Exercise objective –
Copy every one of the rows below word for word, keeping each character unchanged.

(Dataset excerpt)
#####

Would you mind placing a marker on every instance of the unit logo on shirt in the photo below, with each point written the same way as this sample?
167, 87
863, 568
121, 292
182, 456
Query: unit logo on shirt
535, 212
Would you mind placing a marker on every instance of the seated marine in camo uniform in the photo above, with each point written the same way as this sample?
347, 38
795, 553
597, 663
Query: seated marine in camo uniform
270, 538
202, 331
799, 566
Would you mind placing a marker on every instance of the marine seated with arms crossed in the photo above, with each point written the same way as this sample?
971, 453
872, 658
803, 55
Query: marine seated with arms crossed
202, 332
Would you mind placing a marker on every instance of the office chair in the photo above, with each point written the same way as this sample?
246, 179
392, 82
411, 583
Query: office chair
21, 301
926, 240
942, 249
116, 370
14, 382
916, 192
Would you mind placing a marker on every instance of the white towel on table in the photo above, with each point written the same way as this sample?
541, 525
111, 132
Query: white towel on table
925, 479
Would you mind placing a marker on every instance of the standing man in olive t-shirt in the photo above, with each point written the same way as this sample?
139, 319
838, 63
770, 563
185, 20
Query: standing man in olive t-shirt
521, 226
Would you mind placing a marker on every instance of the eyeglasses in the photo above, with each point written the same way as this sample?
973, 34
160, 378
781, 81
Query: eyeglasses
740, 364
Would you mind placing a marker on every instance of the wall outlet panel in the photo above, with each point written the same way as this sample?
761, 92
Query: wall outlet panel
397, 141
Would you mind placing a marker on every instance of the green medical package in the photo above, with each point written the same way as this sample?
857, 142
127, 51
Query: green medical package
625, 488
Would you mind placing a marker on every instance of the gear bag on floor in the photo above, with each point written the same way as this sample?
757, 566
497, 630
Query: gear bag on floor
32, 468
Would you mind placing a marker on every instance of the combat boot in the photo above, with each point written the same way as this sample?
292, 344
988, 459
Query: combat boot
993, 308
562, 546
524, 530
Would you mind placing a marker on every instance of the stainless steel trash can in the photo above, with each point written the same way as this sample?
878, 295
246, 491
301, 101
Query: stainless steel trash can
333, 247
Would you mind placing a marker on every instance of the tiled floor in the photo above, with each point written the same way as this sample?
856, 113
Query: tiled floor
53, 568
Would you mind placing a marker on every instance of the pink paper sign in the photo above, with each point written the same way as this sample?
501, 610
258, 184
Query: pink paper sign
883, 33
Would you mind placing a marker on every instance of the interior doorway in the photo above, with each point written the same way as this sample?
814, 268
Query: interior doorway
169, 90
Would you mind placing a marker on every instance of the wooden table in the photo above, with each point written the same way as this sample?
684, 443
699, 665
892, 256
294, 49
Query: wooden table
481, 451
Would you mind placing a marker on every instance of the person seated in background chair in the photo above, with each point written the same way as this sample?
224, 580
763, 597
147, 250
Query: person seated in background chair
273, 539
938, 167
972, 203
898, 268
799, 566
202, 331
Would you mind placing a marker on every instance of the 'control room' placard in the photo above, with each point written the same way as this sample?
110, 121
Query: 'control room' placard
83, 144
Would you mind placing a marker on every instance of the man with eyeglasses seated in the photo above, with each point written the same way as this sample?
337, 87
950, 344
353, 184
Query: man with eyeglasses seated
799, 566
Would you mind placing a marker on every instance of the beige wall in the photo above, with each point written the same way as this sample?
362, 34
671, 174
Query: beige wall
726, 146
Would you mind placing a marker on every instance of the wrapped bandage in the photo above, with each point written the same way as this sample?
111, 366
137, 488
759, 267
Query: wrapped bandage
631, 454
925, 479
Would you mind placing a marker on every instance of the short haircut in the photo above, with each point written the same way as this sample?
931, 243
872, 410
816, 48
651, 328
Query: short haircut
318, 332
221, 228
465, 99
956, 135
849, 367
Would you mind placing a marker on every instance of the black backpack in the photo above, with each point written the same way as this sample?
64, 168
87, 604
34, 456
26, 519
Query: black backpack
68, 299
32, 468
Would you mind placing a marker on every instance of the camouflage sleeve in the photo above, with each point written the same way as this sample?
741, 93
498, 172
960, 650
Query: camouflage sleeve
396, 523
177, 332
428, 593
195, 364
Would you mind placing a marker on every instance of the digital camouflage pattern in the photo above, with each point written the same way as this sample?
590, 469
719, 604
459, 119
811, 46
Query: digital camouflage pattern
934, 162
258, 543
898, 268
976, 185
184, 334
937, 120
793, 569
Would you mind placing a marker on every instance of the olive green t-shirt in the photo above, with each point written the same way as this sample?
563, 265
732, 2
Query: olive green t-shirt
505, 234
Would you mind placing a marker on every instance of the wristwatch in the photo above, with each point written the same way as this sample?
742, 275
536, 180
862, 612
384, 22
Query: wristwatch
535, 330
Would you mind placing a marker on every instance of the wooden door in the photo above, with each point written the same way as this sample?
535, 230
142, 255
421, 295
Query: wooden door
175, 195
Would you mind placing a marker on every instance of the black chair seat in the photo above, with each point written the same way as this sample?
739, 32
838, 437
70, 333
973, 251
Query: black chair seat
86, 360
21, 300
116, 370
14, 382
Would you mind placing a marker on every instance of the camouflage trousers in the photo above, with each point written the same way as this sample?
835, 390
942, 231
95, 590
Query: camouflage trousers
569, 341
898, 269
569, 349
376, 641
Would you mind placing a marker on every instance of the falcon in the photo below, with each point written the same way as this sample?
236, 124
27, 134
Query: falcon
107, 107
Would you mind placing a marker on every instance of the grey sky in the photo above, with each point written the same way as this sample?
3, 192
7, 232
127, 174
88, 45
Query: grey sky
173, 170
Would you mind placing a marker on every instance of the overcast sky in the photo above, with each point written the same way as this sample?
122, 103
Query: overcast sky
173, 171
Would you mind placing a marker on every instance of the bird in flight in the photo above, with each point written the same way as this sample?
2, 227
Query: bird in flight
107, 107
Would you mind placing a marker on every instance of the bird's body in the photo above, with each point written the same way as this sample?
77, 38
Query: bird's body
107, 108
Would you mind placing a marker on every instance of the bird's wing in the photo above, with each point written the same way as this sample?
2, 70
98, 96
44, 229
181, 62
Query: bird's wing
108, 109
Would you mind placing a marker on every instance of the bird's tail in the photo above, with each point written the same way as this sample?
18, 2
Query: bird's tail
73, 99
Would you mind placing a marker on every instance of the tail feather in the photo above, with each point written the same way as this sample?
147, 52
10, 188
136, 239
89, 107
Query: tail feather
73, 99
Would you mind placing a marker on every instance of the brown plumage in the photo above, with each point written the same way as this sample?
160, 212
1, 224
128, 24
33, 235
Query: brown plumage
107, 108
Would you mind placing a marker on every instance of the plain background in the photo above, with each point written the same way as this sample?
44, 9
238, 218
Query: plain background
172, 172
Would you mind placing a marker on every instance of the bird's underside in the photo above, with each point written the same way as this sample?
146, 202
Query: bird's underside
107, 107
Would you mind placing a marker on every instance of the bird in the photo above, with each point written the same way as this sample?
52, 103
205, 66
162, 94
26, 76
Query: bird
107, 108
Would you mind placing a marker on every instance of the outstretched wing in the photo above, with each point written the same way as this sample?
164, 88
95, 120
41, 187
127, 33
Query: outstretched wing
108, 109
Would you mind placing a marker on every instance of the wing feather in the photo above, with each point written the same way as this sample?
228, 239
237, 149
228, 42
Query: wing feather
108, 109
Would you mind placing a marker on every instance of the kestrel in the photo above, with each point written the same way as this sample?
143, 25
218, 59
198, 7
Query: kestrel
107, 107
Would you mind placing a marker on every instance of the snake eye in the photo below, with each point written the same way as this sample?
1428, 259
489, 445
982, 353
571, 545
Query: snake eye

#####

Solution –
Would you mind placing a marker on every instance of the unit logo on shirt in the photo below, with each point written the same way as this sample?
167, 87
863, 568
121, 292
182, 456
Query: unit logo on shirt
535, 212
Would you mind placing a marker on every instance of the seated marine in camo uniform in the photo above, with each point written the same way as this sample?
347, 38
795, 553
597, 663
Query: seated marine in camo uniform
270, 538
202, 331
799, 566
Would you mind placing a marker on every instance of the marine seated with arms crossed in the photo above, with each point written the same way as this sample?
971, 453
872, 658
803, 55
Query: marine seated with arms crossed
202, 332
Would you mind placing a marker on every instance of the office chair in the photo above, with each point written the same way as this sample?
246, 179
392, 82
411, 583
Query: office chair
21, 301
926, 240
942, 249
116, 370
14, 382
916, 192
Would you mind placing a marker on every instance of the white towel on table in the photo above, with each point written the same way as this sample?
541, 525
111, 132
Query: white towel on table
925, 479
Would you mind placing a marker on every instance of the standing man in olive t-shirt in the photo above, with each point written the same way as this sample?
139, 319
838, 63
770, 563
185, 20
Query: standing man in olive t-shirt
521, 226
Would you mind placing a marker on every instance of the eyeglasses in the photo above, with each point written the same way as this sample?
973, 34
160, 378
781, 81
Query: eyeglasses
740, 364
Would you mind placing a marker on every instance of the wall outlet panel in the photo above, with each point written the same way as this sample?
761, 92
Query: wall outlet panel
397, 141
Would you mind placing a marker on every instance of the green medical package in the photo above, with each point written the same way as this sample?
857, 142
127, 51
Query: green medical package
625, 488
Would you mind placing a marker on every instance of the gear bag on floor in the photo above, with each point written the same way as this sample?
757, 566
497, 630
Query: gear bag on floor
32, 468
Would you mind placing a marker on every instance of the combat boot in the photo above, with each point written the same way as this sample?
292, 344
988, 459
Query: combat boot
993, 308
562, 546
524, 530
Would you mind placing a marker on every instance of the stainless steel trash can in the photo above, with each point written the same way as this sample?
878, 295
246, 491
301, 101
Query: stainless steel trash can
333, 247
Would you mind placing a marker on every instance of the tiled floor in the photo above, with each point written the same way as this sample?
856, 113
Query: tiled floor
53, 568
Would you mind placing a marker on every instance of the pink paper sign in the photo above, with each point written the same way as this sample?
501, 610
258, 184
Query: pink paper sign
883, 33
Would you mind placing a marker on every instance of the interior doorway in the photo above, with each point written the same way as this sample?
814, 268
Query: interior doorway
169, 90
Would you mind placing a marker on every instance of the wooden table in the photo above, with each point written the same way as this sample?
684, 443
699, 665
892, 256
294, 49
Query: wooden table
481, 451
Would you mind placing a marker on every instance of the person seated in background chair in the photo above, with each point written the same way as this sample?
224, 580
763, 597
147, 250
Query: person seated in background chair
273, 539
938, 167
972, 203
898, 268
799, 566
202, 331
Would you mind placing a marker on every instance of the 'control room' placard in the photo above, with each point written the same way as this sample?
110, 121
Query: 'control room' placard
83, 144
Would you mind placing a marker on every instance of the man with eyeglasses seated in the photo above, with each point written the same way as this sample?
337, 87
950, 344
353, 184
Query: man with eyeglasses seated
799, 566
Would you mind placing a marker on every instance of the beige wall in the photo above, with each point written the same way as this sample?
362, 34
671, 174
Query: beige wall
726, 146
Would you mind placing a marker on every instance of the wrapped bandage in the photo above, with each point written the same way as this sample?
111, 366
137, 488
759, 267
Query: wrapped bandage
631, 454
925, 479
Would you mind placing a marker on every instance of the short haircut in the photo above, with each point written the same way as this sample?
931, 243
872, 410
816, 48
651, 328
Query: short haircut
318, 332
221, 228
465, 99
956, 135
849, 367
Would you mind placing a marker on every instance of the black backpack in the photo above, with each point written the same way as this sample?
64, 168
87, 604
34, 456
26, 519
Query: black backpack
68, 299
32, 468
Would you mind placing a marker on every instance of the camouflage sleeve in the photo above, with each point written the same way as this sample?
741, 93
498, 172
960, 650
Query: camouflage sleeve
396, 523
177, 332
428, 593
195, 364
Would you mind placing a marker on every instance of the digital camouflage pattern in the photo above, with each point written the same way as this sample?
590, 469
719, 604
459, 119
811, 46
Query: digital camouflage pattern
934, 162
258, 543
898, 268
976, 185
184, 334
937, 120
793, 569
Would you mind placing a marker on every instance of the olive green t-shirt in the photo above, with each point written the same way as this sample?
563, 265
732, 2
Query: olive green t-shirt
505, 234
Would you mind placing a marker on every instance of the wristwatch in the photo above, with each point written the same way as this sample?
742, 275
536, 180
862, 612
384, 22
Query: wristwatch
535, 330
Would you mind placing a marker on every instance of the wooden door in the photo above, with each point written the same way as this sample?
535, 230
142, 255
421, 295
Query: wooden door
175, 195
Would you mind placing a marker on every instance of the black chair seat in the photo above, with each point written the same way as this sample?
739, 32
838, 437
70, 333
973, 251
Query: black chair seat
86, 360
21, 300
116, 370
14, 382
Would you mind placing a marker on every instance of the camouflage trousers in the photo above, with each point written the same way as this sample?
835, 390
942, 231
95, 590
Query: camouflage trousers
569, 341
898, 269
569, 349
376, 641
Would you mind placing a marker on every instance of the falcon in the photo below, with each point written the same way as this sample?
236, 124
27, 134
Query: falcon
107, 107
Would you mind placing a marker on every instance of the grey sky in the photo above, with each point written the same way as this sample?
3, 192
7, 232
127, 174
88, 45
Query: grey sky
173, 170
Would you mind placing a marker on every instance of the overcast sky in the photo above, with each point written the same way as this sample?
122, 103
Query: overcast sky
173, 171
Would you mind placing a marker on every instance of the bird in flight in the photo above, with each point written the same way as this sample?
2, 227
Query: bird in flight
107, 107
Would you mind placing a marker on every instance of the bird's body in the photo above, with each point written the same way as this sample?
77, 38
Query: bird's body
107, 108
Would you mind placing a marker on every instance of the bird's wing in the photo above, with each point written the same way as this sample?
2, 70
98, 96
44, 229
181, 62
Query: bird's wing
108, 109
Would you mind placing a marker on every instance of the bird's tail in the photo above, with each point written the same way as this sample?
18, 2
Query: bird's tail
73, 99
Would you mind placing a marker on every instance of the tail feather in the photo above, with each point written the same way as this sample?
147, 52
10, 188
136, 239
89, 107
Query: tail feather
73, 99
Would you mind placing a marker on every instance of the brown plumage in the photo above, with each point written the same way as this sample?
160, 212
1, 224
128, 24
33, 235
Query: brown plumage
107, 108
Would you mind placing a marker on every instance of the plain background in the photo above, with each point written the same way as this sample?
44, 9
238, 218
Query: plain background
172, 172
Would you mind placing a marker on every instance of the bird's underside in the photo above, with each point written the same way as this sample?
146, 202
Query: bird's underside
107, 107
Would you mind placing a marker on every instance of the bird in the photo above, with each point written the same way as this sample?
52, 103
205, 66
162, 94
26, 76
Query: bird
107, 108
Would you mind placing a marker on every instance of the outstretched wing in the photo above, with each point written the same way as this sample?
164, 88
95, 120
41, 187
127, 33
Query: outstretched wing
108, 109
Would you mind placing a marker on every instance of the wing feather in the photo above, with each point written the same way as this sample?
228, 239
237, 149
228, 42
Query: wing feather
108, 109
Would you mind placing a marker on every instance of the kestrel in the photo above, with each point written the same way as this sample?
143, 25
218, 59
198, 7
Query: kestrel
107, 107
Would you mind placing a marker on every instance of the snake eye in the photo below, with each point written the same way as this sample?
1428, 259
489, 445
982, 353
571, 545
Query: snake eye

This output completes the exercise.